Rows from a pointing dataset:
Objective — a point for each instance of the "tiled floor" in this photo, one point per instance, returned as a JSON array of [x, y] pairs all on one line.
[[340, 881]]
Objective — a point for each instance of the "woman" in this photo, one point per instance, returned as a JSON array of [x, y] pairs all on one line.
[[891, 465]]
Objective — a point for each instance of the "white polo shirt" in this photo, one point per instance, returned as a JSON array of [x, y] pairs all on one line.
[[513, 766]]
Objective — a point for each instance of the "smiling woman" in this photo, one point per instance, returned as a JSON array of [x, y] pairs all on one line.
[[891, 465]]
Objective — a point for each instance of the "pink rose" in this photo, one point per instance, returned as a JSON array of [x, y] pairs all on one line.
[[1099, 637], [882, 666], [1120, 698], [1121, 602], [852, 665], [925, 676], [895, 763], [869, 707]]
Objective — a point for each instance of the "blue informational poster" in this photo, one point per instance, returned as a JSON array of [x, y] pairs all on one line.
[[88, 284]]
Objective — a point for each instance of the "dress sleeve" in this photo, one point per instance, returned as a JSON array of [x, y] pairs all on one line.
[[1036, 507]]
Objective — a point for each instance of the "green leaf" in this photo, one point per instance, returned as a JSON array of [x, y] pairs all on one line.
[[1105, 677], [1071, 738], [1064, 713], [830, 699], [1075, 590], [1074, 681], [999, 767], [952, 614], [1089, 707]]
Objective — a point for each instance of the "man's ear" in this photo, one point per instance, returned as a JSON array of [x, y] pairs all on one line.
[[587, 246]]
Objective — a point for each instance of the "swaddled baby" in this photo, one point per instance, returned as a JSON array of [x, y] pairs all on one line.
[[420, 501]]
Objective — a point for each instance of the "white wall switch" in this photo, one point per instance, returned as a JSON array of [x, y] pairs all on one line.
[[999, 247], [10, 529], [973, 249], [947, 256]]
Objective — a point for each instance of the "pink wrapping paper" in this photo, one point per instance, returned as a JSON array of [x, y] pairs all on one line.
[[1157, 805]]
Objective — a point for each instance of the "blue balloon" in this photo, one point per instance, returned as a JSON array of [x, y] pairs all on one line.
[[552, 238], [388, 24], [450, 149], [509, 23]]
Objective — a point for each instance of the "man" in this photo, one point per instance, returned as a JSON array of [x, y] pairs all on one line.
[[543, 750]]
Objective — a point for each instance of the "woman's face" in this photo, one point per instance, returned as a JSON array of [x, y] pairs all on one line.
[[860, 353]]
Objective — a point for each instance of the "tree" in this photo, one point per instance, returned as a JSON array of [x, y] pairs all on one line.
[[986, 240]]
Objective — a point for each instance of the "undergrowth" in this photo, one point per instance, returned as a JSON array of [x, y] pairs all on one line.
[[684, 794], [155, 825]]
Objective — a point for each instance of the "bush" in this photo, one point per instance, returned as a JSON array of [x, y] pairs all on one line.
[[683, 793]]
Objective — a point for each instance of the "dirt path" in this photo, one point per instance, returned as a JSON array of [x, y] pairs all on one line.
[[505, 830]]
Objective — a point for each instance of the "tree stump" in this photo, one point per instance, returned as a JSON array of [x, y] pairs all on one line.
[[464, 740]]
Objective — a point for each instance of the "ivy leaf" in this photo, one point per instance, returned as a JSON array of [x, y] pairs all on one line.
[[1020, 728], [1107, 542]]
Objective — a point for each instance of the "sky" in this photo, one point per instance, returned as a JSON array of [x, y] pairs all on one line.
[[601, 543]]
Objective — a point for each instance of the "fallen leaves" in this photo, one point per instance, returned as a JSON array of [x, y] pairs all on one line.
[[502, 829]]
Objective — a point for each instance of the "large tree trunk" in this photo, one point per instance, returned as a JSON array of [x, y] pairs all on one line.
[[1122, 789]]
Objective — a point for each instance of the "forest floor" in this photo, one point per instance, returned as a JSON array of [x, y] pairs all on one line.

*WHAT YOU WILL DO:* All of the data needs to be reproduced exactly, with no line missing.

*RESULT OF THE TASK:*
Objective — a point for each instance of the "tiled floor" in this photo, one point per instance, returned as a JSON array of [x, y] pairs all on one line.
[[340, 881]]
Objective — a point for each instance of the "woman" in this photo, one point per instance, returned as a JSON array of [x, y] pairs all on one line.
[[891, 465]]
Objective — a point for each instance of the "white polo shirt" in this photo, one point per instance, returned as a JSON array of [x, y] pairs all on one line.
[[513, 766]]
Objective — a point for each instance of the "smiling woman" in this photo, one point per instance, returned as a JSON array of [x, y] pairs all on one line.
[[891, 465]]
Objective — a point for each instance of the "pink rose" in this photo, one point per instance, returned as a JSON array of [x, y] pairs all on one line.
[[1099, 637], [882, 666], [1120, 698], [1121, 602], [852, 665], [925, 676], [895, 763], [869, 707]]
Objective — a point for each instance of the "blue informational poster" in this photo, one point per instance, returned as a JSON array of [x, y] pairs all on one line.
[[88, 284]]
Objective — a point for each instance of the "dress sleeve" in this photo, one point per instance, returned as a JSON array of [x, y] pairs all on one line.
[[1036, 507]]
Objective — a point for each instance of the "green leaf" in this photo, one point per instance, returned as a JSON array of [x, y] pairs all on one line.
[[1105, 677], [1071, 738], [1064, 713], [830, 699], [1075, 590], [1074, 681], [999, 767], [952, 614], [1089, 707]]
Objective — a point for each instance of the "man's ear" in this photo, one point per instance, returned as a JSON array of [x, y] pairs all on one line.
[[587, 246]]
Objective — a point for each instance of the "swaddled baby" in this photo, one point per instance, returned as a JSON array of [x, y] pairs all on one line.
[[420, 501]]
Objective — a point for each instance of the "white wall switch" in this photo, one point per instance, returned as a JSON array of [x, y] pairs all on one line.
[[999, 247], [10, 529], [973, 249], [947, 256]]
Objective — a point for each instance of the "pink wrapping paper" in this photo, one point per instance, returned as a JSON array of [x, y] pairs all on one line.
[[1157, 805]]
Objective — a point for each instance of the "blue balloon" in this photo, one point per instance, returned as a JSON array of [x, y] pairs all on one line.
[[552, 238], [388, 24], [450, 149], [509, 23]]
Objective — a point for each instance of the "man" in this photo, one point per instance, returned as a JSON array of [x, y] pairs all on one line.
[[543, 750]]
Objective — a point for each instance of the "woman's face" in this photo, one point per instance, returned as a JSON array of [x, y] pairs all on one line.
[[860, 353]]
Objective — a point for each instance of the "tree" in this photo, one point per instance, returned as a JSON array of [x, y] pairs all on one line.
[[986, 240]]
Objective — a point for each instance of the "undergrowth" in this photo, one point per instance, returned as a JSON array of [x, y] pairs all on one line.
[[684, 794], [155, 825]]
Objective — a point for each instance of the "bush" in this photo, one point per instance, returned as a JSON array of [x, y] pairs all on one line.
[[683, 793]]
Objective — a point for each instance of the "dirt path" in this photo, one point per instance, returned as a JSON array of [x, y] pairs all on one line.
[[505, 830]]
Objective — a point for each instance of the "tree stump" in this photo, one point per instance, returned as a JSON array of [x, y] pairs all on one line.
[[464, 740]]
Objective — a point for each instance of the "ivy leaf" in this photo, one point per instance, returned as a JSON array of [x, y] pairs all on one line.
[[1020, 728], [1107, 542]]
Objective — a point for each instance of the "sky" in this photo, one point per instance, returned as a JSON array of [x, y] pairs all on one line.
[[601, 543]]
Objective — a point for each instance of the "fallen leaves" in this photo, one point per instance, returned as a JSON array of [x, y] pairs all on one line.
[[502, 829]]
Objective — a point for each instance of the "large tree trunk" in this photo, one point per instance, returned as a JSON array of [x, y] pairs all on one line.
[[1122, 789]]
Objective — a point for each instance of the "forest floor" in this photo, one point per instance, returned as a JSON array of [x, y] pairs all on one line.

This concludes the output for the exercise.